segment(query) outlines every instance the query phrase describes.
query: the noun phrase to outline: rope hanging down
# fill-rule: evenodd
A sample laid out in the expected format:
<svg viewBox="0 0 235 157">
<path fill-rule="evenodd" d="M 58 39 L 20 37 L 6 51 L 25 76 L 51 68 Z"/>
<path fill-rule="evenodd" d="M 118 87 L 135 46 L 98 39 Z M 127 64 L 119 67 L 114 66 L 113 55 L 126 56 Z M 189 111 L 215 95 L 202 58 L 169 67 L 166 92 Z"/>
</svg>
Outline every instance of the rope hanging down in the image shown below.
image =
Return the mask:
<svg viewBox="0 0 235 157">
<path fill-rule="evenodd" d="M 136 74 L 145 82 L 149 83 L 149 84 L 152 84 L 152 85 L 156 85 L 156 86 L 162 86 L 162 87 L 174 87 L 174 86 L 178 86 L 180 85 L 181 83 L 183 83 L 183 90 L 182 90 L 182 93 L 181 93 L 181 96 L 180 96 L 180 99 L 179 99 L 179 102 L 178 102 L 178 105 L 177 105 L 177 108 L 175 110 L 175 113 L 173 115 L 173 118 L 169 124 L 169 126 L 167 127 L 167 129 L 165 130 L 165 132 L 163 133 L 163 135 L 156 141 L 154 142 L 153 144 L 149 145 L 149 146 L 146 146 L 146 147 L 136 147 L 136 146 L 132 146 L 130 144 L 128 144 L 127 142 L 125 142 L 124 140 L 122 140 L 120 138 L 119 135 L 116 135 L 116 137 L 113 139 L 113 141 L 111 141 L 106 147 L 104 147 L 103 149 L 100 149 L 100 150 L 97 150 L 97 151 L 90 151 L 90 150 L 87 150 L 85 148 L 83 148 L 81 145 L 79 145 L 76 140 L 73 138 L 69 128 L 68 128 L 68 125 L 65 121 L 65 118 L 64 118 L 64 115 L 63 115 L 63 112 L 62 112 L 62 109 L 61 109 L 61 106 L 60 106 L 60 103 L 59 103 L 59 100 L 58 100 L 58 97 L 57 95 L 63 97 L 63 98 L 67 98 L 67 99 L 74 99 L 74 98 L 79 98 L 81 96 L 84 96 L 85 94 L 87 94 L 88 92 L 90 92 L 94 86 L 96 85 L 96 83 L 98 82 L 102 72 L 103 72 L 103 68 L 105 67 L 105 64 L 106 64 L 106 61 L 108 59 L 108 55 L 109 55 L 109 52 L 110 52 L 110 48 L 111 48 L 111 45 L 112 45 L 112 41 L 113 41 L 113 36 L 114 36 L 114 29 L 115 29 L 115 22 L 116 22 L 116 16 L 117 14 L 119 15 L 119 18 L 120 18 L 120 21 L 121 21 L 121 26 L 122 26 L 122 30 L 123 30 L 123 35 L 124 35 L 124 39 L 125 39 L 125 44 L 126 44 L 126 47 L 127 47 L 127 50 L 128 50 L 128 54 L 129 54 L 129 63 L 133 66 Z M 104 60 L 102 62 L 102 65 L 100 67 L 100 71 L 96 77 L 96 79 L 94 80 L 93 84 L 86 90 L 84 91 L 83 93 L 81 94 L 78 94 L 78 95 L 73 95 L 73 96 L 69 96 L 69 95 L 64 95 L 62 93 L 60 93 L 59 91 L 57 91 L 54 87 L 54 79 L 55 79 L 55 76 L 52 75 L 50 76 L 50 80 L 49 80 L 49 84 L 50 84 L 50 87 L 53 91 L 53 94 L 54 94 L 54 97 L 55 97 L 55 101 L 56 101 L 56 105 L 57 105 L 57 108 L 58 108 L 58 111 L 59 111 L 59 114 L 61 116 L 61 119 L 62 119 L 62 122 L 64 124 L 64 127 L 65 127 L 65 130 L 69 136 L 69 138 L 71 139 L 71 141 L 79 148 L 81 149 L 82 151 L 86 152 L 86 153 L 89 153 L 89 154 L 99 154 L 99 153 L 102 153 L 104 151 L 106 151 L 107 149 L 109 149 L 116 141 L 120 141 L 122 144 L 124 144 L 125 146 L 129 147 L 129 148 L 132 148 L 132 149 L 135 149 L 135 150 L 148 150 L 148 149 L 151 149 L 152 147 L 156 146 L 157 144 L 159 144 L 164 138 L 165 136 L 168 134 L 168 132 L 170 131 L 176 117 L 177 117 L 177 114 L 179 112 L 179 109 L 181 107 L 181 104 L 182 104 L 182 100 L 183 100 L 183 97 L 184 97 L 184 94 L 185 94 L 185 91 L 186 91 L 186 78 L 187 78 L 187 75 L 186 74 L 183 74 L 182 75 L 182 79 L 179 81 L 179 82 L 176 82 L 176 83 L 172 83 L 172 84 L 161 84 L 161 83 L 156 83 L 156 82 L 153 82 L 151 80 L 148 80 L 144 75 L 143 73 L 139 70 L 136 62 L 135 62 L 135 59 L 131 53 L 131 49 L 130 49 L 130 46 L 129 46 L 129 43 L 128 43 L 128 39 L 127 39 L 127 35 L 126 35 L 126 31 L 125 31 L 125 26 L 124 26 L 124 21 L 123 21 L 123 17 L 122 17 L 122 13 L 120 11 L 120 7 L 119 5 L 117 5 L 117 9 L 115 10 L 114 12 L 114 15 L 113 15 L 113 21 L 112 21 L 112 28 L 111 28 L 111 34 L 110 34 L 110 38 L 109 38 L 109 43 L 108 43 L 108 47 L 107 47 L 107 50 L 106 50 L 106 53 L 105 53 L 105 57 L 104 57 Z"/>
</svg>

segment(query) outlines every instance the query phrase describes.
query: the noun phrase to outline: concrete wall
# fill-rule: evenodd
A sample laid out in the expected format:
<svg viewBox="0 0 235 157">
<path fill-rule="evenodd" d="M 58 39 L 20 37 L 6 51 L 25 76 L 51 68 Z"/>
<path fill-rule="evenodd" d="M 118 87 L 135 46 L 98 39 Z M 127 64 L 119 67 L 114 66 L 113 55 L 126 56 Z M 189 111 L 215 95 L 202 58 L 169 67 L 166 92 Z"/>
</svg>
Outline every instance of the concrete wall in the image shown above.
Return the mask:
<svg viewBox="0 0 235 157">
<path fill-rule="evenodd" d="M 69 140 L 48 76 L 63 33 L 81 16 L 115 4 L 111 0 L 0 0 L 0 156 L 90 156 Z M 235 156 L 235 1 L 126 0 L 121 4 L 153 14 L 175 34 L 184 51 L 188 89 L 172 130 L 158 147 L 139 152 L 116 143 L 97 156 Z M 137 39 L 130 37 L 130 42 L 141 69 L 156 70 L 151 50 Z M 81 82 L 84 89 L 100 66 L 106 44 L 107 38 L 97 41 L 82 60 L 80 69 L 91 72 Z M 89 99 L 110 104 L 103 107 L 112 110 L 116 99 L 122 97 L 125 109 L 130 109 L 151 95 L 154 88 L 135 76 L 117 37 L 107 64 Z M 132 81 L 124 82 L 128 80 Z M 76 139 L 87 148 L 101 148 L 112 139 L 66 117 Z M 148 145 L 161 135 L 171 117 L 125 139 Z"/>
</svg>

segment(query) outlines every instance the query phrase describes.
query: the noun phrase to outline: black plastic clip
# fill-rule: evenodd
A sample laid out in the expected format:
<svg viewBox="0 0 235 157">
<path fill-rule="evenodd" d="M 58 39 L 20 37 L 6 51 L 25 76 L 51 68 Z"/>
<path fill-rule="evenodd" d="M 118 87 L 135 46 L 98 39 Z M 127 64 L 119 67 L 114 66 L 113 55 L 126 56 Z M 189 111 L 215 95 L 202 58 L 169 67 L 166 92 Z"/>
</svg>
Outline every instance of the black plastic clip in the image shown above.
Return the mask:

- Work to complete
Pick out each line above that contains the word "wall" and copy those lines.

- Solution
query: the noun phrase to outline: concrete wall
Outline every instance of the concrete wall in the image shown above.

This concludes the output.